======== Page text ========

It wasn’t long ago that midsummer was considered prime time for porgies. Over recent years that magic slot has shifted to May as slab-sided scup measuring up to 21 inches have invaded the waters of Peconic Bay.
“There’s no doubt the scup are here,” said Capt. Paul D. Ripperger while fishing aboard Capt. Mike Boccio’s Orient Point open boat Prime Time 3 on Thursday. “We’ve marked piles of porgies on the bottom, but cool water temperatures have them still biting a bit tentatively. Stay focused, though, and you’ll do pretty well. Sharpies have been catching their limit with regularity.”
Count Ripperger among the pros. He’s been out every day since the season opened on Monday, with limit catches of 30 fish plus plenty of toss backs on each trip. Most of his scup have measured 12 to 16 inches long, well above the 10-inch minimum size.
“We’ve had some really big ones mix in already,” said Ripperger, whose top keepers on opening day weighed in at 3 pounds, 13 ounces and a whopping 4 pounds, 1 ounce. “The key has been to bring fresh, unsalted clams for bait, fish with as light gear as practical, and use a slow lift to entice your quarry.”
Generally speaking, the porgy run hits full stride in Peconic Bay around May 10, so you’ve still got time to ready your gear. In a sure sign that other species are also awakening, Prime Time 3 customers this week also released several doormat fluke, caught a dozen stripers, including four keepers to 32 inches, and iced a 2.5-pound winter flounder.

======== Entries shown ========

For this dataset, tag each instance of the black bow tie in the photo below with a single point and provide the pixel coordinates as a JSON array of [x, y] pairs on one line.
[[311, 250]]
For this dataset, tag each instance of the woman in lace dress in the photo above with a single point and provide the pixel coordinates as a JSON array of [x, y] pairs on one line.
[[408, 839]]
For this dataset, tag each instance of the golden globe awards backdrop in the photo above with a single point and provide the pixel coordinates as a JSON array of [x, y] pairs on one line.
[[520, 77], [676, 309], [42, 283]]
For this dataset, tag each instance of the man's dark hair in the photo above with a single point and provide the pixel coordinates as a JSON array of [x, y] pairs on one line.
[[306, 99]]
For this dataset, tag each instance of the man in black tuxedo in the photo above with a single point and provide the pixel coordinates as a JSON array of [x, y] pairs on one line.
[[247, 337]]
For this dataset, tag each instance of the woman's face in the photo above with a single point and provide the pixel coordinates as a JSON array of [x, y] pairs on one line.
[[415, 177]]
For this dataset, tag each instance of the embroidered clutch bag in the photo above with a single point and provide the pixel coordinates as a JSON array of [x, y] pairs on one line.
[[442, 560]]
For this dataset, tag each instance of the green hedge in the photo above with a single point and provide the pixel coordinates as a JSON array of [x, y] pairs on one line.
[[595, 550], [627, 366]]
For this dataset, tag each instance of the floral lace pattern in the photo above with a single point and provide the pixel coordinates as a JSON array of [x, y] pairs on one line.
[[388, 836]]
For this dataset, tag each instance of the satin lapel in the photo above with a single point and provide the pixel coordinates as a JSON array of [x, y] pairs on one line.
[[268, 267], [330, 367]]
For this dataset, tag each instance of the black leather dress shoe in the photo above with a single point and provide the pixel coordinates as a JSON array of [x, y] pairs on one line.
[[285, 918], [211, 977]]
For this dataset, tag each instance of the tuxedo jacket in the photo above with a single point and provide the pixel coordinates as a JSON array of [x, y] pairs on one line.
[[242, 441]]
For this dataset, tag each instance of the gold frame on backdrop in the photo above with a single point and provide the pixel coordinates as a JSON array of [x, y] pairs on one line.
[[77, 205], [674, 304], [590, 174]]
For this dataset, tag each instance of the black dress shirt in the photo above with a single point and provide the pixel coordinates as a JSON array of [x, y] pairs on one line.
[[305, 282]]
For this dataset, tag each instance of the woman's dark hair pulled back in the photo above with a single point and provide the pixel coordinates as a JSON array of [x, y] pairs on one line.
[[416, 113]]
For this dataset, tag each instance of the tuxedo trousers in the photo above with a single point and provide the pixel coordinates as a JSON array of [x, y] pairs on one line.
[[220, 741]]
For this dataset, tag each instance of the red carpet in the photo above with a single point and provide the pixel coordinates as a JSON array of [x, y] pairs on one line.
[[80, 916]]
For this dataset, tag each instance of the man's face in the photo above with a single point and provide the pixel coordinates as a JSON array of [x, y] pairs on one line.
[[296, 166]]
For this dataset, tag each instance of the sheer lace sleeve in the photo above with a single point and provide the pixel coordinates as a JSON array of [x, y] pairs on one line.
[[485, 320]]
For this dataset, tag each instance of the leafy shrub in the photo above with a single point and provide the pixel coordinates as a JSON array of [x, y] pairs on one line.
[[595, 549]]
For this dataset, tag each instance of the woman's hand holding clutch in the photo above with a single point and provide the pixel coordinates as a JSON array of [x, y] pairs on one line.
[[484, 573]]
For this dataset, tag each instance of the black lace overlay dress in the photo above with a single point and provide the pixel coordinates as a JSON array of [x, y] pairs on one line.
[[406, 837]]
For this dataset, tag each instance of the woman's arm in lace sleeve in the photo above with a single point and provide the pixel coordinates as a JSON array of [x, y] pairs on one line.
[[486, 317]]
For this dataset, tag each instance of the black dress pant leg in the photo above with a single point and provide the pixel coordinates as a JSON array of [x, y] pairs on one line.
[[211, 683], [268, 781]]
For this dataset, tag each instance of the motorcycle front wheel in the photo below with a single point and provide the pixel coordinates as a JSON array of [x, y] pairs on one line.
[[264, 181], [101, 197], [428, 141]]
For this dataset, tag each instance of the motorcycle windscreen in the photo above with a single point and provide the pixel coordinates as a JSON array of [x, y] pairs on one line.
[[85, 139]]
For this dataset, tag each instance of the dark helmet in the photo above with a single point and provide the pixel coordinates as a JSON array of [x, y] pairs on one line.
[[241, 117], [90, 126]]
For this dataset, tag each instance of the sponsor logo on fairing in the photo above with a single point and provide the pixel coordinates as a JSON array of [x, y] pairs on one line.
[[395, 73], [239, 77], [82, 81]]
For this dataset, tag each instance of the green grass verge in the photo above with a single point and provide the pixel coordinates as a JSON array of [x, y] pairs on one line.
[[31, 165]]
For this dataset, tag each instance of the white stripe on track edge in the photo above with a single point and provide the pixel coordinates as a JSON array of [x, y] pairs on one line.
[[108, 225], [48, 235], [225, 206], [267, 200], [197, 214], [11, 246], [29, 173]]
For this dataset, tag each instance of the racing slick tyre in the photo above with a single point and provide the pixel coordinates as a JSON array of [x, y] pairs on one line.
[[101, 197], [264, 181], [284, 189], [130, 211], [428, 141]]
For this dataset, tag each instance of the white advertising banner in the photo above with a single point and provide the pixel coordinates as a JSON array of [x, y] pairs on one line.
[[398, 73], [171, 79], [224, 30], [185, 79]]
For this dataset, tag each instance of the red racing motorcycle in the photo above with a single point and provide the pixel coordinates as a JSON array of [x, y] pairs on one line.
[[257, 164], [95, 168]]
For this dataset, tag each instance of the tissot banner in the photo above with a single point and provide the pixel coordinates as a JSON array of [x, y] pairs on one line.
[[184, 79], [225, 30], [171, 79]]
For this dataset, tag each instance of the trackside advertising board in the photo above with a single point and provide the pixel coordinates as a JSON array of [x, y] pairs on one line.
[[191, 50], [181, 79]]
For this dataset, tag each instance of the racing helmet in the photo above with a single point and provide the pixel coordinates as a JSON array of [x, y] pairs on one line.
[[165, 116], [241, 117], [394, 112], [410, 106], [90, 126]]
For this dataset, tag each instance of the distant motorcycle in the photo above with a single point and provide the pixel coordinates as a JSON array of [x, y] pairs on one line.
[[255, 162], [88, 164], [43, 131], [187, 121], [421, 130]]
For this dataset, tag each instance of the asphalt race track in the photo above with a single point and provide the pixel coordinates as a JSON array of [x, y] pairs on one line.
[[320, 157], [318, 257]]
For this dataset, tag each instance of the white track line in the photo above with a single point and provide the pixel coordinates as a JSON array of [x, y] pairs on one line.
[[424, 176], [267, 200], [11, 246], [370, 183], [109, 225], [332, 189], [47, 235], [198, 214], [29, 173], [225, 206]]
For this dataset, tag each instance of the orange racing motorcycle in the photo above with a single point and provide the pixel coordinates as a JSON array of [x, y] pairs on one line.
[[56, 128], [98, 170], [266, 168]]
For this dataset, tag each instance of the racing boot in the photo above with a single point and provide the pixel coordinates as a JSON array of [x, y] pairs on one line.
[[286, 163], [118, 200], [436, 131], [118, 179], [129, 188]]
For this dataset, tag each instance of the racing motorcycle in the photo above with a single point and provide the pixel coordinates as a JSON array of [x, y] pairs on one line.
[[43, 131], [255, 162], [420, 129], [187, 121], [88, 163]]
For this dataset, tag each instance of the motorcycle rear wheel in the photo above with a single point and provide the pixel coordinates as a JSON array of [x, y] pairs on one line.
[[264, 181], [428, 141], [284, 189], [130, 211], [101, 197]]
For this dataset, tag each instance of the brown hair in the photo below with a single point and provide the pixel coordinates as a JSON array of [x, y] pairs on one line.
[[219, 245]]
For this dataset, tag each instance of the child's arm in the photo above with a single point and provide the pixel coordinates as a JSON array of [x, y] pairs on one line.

========

__The task__.
In the porgy fishing report, what bait does Ripperger say to bring?

__Exercise solution__.
Fresh, unsalted clams.